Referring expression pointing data
========================
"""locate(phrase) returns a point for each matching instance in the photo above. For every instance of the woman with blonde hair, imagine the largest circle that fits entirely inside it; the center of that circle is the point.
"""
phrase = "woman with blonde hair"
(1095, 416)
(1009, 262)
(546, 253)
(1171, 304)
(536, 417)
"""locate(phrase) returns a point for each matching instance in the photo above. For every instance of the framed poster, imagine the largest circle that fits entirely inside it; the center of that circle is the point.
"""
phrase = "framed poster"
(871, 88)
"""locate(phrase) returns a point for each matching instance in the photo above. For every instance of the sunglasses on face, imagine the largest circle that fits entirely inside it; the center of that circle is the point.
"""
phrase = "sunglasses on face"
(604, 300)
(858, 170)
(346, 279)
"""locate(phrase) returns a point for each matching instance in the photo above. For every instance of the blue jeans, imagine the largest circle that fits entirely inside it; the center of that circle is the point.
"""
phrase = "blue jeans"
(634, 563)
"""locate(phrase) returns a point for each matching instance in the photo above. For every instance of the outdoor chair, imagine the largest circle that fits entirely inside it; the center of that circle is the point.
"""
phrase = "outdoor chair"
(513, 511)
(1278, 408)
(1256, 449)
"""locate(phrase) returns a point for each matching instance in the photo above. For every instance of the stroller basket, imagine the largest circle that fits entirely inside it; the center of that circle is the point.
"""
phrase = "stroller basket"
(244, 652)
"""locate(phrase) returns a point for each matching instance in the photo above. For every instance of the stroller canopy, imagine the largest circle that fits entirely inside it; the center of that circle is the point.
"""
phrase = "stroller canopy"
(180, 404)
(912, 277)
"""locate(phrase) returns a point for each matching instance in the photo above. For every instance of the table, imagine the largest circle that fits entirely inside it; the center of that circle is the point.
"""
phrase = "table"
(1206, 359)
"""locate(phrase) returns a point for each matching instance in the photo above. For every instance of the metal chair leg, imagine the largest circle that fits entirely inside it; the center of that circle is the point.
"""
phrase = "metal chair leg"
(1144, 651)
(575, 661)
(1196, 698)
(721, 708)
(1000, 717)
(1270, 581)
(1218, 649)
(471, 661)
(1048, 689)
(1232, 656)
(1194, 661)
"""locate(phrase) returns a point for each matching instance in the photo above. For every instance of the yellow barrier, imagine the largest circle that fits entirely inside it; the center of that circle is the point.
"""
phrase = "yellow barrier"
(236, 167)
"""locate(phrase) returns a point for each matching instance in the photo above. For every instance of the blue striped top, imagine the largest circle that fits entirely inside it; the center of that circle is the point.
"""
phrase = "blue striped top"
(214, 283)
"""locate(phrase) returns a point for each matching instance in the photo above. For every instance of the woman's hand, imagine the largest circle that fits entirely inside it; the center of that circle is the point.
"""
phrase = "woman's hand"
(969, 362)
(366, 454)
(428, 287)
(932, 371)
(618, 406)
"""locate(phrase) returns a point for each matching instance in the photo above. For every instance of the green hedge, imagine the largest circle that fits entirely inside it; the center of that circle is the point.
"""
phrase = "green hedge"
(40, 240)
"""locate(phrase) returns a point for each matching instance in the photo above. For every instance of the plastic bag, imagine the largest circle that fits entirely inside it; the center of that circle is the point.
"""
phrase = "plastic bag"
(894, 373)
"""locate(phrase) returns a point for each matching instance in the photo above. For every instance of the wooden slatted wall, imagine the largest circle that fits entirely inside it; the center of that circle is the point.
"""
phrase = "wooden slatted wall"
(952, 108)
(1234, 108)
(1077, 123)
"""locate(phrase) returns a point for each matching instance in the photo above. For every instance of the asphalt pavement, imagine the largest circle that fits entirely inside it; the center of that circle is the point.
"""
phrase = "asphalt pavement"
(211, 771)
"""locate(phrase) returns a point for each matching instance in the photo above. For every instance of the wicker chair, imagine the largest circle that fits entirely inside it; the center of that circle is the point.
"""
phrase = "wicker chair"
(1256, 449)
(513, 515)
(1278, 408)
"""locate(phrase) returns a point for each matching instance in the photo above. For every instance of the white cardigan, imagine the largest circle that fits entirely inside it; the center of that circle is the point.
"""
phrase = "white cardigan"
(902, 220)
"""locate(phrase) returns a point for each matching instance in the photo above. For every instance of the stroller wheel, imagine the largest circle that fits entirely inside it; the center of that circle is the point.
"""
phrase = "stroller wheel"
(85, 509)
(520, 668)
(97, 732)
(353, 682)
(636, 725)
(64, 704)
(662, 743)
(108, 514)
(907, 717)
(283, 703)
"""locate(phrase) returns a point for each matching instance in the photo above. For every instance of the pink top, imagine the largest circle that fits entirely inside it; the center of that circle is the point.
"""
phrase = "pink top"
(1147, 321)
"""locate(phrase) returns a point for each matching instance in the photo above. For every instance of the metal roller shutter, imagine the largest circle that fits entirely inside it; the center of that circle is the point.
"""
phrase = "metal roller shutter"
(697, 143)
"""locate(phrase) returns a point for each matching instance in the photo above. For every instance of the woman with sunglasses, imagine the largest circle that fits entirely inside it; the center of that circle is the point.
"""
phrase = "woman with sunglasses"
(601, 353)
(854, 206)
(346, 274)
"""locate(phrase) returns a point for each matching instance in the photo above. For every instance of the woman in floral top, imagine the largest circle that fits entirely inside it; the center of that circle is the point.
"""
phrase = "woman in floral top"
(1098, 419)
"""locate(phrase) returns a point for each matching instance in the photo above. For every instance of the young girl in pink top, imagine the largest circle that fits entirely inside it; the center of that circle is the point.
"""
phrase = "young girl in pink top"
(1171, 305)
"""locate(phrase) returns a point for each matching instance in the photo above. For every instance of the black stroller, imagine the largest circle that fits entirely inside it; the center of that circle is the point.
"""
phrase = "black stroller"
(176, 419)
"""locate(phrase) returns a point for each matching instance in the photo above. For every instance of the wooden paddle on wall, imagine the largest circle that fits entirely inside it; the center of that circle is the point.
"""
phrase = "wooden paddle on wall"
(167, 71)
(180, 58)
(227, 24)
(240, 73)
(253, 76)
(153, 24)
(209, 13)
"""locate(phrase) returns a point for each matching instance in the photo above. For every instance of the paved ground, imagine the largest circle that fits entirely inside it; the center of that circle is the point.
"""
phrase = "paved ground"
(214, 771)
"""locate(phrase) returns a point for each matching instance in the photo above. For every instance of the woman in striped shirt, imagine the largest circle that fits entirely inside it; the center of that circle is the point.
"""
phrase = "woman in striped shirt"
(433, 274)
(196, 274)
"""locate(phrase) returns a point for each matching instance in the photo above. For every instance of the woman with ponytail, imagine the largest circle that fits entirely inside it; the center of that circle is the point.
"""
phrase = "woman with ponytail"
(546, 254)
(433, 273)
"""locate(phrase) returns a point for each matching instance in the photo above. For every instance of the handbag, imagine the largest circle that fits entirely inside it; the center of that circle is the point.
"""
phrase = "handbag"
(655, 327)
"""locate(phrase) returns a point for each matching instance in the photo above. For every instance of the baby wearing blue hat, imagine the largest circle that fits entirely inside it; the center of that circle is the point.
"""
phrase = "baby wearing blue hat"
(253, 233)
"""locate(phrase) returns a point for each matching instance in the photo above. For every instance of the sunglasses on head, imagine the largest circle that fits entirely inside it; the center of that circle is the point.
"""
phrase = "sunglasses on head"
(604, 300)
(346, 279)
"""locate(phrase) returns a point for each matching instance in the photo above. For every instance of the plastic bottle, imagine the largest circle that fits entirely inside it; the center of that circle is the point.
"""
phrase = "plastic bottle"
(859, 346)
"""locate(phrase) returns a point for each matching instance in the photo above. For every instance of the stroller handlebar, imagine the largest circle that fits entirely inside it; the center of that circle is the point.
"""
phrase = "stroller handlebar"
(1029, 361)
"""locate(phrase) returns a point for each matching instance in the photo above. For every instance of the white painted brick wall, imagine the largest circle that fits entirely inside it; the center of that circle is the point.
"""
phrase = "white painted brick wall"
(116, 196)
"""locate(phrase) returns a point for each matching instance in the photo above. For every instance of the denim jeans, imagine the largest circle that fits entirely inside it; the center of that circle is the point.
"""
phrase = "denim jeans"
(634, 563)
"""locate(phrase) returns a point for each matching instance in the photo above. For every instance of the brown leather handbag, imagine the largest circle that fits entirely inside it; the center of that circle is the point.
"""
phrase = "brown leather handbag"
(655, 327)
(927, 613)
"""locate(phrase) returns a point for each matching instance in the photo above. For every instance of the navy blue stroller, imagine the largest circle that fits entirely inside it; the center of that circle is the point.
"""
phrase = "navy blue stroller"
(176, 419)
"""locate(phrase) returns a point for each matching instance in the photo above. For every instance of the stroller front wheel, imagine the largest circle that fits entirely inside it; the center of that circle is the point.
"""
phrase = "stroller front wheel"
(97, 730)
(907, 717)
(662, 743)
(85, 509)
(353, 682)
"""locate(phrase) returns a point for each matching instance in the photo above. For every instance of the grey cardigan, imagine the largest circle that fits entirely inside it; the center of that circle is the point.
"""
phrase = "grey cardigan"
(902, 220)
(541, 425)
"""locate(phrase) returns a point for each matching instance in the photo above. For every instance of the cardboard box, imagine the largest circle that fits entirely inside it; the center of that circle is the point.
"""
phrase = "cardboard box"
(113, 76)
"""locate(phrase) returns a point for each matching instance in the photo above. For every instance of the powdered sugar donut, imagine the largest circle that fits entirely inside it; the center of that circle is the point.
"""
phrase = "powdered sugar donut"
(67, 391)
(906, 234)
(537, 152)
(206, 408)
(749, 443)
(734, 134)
========================
— Requirement —
In the records above, copy exactly the lines from the one that contains "of the brown" through the last, and nothing else.

— Response area —
"""locate(phrase) returns a point for each matching instance in the photo above. For every instance of the brown leather handbag, imagine the largest circle that fits entirely inside it; the center of that circle is the point.
"""
phrase = "brown leather handbag"
(655, 327)
(927, 613)
"""locate(phrase) returns a point for each matching instance in the photo above. For every instance of the navy blue stroller, imagine the largest circle that fits entirely inside it; the center of that circle is the point.
"""
phrase = "navy blue stroller"
(176, 419)
"""locate(phrase) returns a point for each matching instance in the photo above. For every instance of the stroller front wheel, imagine the largest circle that fits entirely inside it; the center of that circle is the point.
"""
phrase = "stroller front wheel"
(97, 730)
(907, 717)
(662, 743)
(85, 509)
(353, 682)
"""locate(phrase) returns a point for each matching instance in the photo above. For every instance of the grey cardigan, imagine the largest circle that fits entirely inside it; the center of that circle is the point.
"""
phrase = "grey cardigan"
(902, 220)
(541, 425)
"""locate(phrase) returns a point for each matching instance in the photo above. For every instance of the cardboard box, imagine the largest circle that fits entirely inside it; the center of that circle is the point.
"""
phrase = "cardboard box"
(113, 76)
"""locate(phrase) returns a point for each matching instance in the photo above. For every instance of the powdered sugar donut, imagine the largest circle that fits entirely inside it; the center of that circle is the point.
"""
phrase = "powdered sugar donut"
(67, 391)
(906, 234)
(537, 152)
(206, 408)
(749, 443)
(734, 134)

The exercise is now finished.